[[ AVAILABLE DATA open ]]
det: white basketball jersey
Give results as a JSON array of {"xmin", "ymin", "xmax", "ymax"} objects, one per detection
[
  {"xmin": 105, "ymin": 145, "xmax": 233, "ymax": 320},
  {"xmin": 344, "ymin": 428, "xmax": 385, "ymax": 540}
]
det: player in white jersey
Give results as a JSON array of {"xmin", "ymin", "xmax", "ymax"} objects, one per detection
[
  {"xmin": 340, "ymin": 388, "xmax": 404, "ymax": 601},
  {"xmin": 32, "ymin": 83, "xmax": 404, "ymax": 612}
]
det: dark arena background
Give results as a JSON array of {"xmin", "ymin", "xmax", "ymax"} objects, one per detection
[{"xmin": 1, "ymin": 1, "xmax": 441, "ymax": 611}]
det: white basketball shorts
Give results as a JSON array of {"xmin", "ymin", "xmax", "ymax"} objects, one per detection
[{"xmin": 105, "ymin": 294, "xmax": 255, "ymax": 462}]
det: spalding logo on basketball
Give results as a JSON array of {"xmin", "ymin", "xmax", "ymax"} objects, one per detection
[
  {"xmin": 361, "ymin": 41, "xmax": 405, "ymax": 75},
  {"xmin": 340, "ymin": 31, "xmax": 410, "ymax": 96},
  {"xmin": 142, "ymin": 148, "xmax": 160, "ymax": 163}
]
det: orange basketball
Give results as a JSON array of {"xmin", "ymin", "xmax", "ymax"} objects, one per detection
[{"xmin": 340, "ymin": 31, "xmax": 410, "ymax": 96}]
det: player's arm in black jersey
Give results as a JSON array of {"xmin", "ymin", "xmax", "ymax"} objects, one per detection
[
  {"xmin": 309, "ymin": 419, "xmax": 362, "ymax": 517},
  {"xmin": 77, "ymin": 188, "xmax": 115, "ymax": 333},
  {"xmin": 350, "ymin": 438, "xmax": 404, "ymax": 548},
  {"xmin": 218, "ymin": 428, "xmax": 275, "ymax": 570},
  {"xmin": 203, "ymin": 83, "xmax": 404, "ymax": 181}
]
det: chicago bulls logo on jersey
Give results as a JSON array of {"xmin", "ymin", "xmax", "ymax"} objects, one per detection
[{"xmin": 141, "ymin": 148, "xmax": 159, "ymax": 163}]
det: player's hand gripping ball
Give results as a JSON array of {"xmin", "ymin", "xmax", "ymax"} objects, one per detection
[[ AVAILABLE DATA closed ]]
**ACTION ITEM:** Repeat the data exactly as it was given above.

**TASK OUTPUT:**
det: white basketball jersey
Give results as a JSON array of {"xmin", "ymin", "xmax", "ymax"} objects, one per detection
[
  {"xmin": 105, "ymin": 145, "xmax": 233, "ymax": 320},
  {"xmin": 344, "ymin": 428, "xmax": 385, "ymax": 540}
]
det: player in white jersey
Give results as a JSON array of {"xmin", "ymin", "xmax", "ymax"} objects, one per detection
[
  {"xmin": 340, "ymin": 388, "xmax": 404, "ymax": 601},
  {"xmin": 32, "ymin": 83, "xmax": 404, "ymax": 612}
]
det: dark arena background
Give results as a JSON array of {"xmin", "ymin", "xmax", "ymax"} objects, one per detection
[{"xmin": 1, "ymin": 1, "xmax": 441, "ymax": 611}]
det: white basketball shorts
Give results as a JSON array of {"xmin", "ymin", "xmax", "ymax"} objects, one per detection
[{"xmin": 105, "ymin": 294, "xmax": 255, "ymax": 462}]
det: spalding logo on basketball
Give results as a JSON array of {"xmin", "ymin", "xmax", "ymax"} objects, one per detection
[
  {"xmin": 361, "ymin": 41, "xmax": 405, "ymax": 75},
  {"xmin": 340, "ymin": 31, "xmax": 410, "ymax": 96},
  {"xmin": 142, "ymin": 148, "xmax": 160, "ymax": 163}
]
det: orange basketball
Give results as a JSON array of {"xmin", "ymin", "xmax", "ymax"} objects, one per detection
[{"xmin": 340, "ymin": 31, "xmax": 410, "ymax": 96}]
det: player's arm in black jersey
Give results as a JSON array of {"xmin", "ymin", "xmax", "ymax"} objects, one per detection
[
  {"xmin": 309, "ymin": 419, "xmax": 362, "ymax": 517},
  {"xmin": 77, "ymin": 188, "xmax": 115, "ymax": 333},
  {"xmin": 350, "ymin": 438, "xmax": 404, "ymax": 548},
  {"xmin": 218, "ymin": 428, "xmax": 275, "ymax": 570},
  {"xmin": 203, "ymin": 83, "xmax": 404, "ymax": 181}
]
det: chicago bulls logo on jersey
Give results as a JSON array of {"xmin", "ymin", "xmax", "ymax"} objects, one per detection
[{"xmin": 141, "ymin": 148, "xmax": 159, "ymax": 163}]
det: player's hand gripping ball
Give results as a JSON array of {"xmin", "ymin", "xmax", "ymax"} objects, one per detection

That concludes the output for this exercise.